_Data to use:_
┌──

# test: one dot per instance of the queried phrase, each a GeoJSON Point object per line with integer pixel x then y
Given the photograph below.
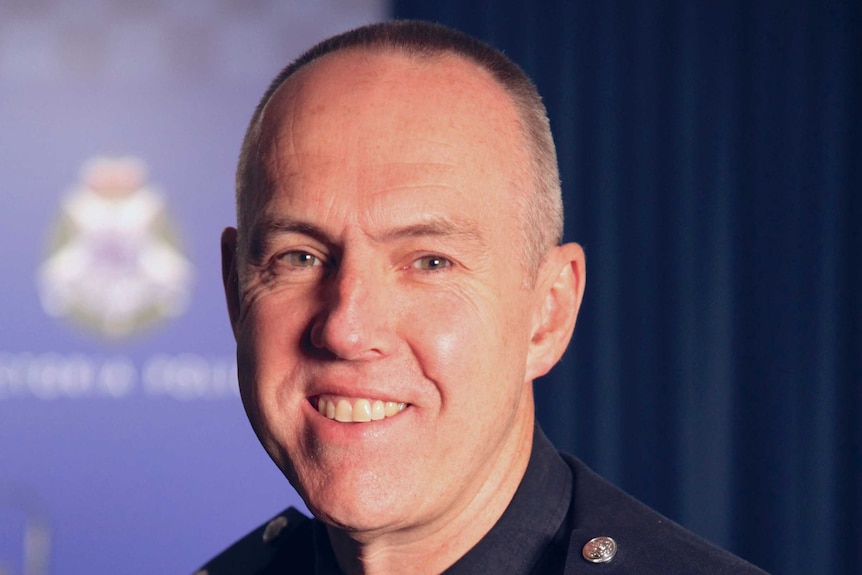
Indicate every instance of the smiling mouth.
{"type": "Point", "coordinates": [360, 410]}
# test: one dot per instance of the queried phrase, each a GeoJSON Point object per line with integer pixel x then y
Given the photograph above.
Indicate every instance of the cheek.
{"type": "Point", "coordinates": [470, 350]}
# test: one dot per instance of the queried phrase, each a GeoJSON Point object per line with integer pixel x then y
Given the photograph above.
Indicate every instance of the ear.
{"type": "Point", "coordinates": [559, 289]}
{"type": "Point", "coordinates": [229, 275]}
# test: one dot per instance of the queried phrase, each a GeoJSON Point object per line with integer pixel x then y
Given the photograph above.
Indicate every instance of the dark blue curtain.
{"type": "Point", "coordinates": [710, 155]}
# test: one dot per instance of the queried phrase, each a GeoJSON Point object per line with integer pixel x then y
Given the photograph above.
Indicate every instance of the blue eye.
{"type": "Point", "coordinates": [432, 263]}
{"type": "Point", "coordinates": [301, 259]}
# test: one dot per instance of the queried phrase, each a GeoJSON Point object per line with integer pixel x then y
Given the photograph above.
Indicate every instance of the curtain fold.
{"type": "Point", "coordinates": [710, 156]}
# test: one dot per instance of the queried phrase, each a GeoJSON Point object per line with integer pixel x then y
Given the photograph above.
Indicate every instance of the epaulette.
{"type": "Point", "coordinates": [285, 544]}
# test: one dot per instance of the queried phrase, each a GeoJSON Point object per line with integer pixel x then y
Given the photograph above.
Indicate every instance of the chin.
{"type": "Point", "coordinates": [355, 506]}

└──
┌──

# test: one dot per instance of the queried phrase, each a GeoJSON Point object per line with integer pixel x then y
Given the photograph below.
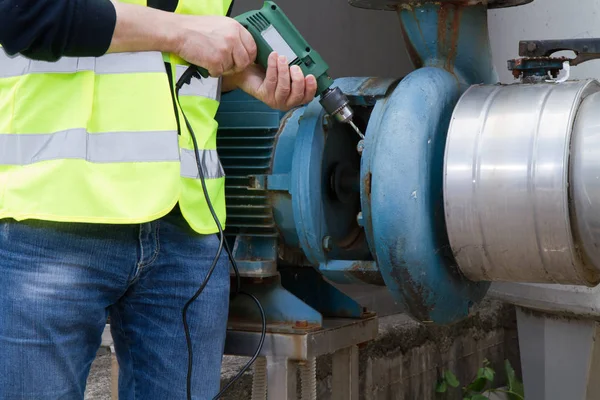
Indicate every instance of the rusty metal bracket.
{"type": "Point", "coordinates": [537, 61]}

└──
┌──

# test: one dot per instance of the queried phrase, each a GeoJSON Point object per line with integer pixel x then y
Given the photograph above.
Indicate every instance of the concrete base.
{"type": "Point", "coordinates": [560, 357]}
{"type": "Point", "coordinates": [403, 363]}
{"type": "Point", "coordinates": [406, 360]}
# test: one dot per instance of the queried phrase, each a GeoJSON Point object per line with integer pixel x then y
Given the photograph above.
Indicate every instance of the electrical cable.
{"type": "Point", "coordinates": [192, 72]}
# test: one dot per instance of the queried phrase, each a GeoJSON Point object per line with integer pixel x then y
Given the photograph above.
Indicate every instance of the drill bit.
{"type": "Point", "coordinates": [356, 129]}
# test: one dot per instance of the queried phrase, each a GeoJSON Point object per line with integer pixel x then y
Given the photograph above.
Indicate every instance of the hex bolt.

└──

Look above for the line holding "Indicate every instance of the drill bit." and the line holding "Indicate every instance of the hex bolt.". Retype both, and every line between them, word for word and nothing else.

Indicate every instance of the drill bit.
{"type": "Point", "coordinates": [356, 129]}
# test: one dot per instance of the queried phrase, each a GeoJSON Point object per line with integer pixel x then y
Given the photograph above.
Indicate every instance of the hex bolt.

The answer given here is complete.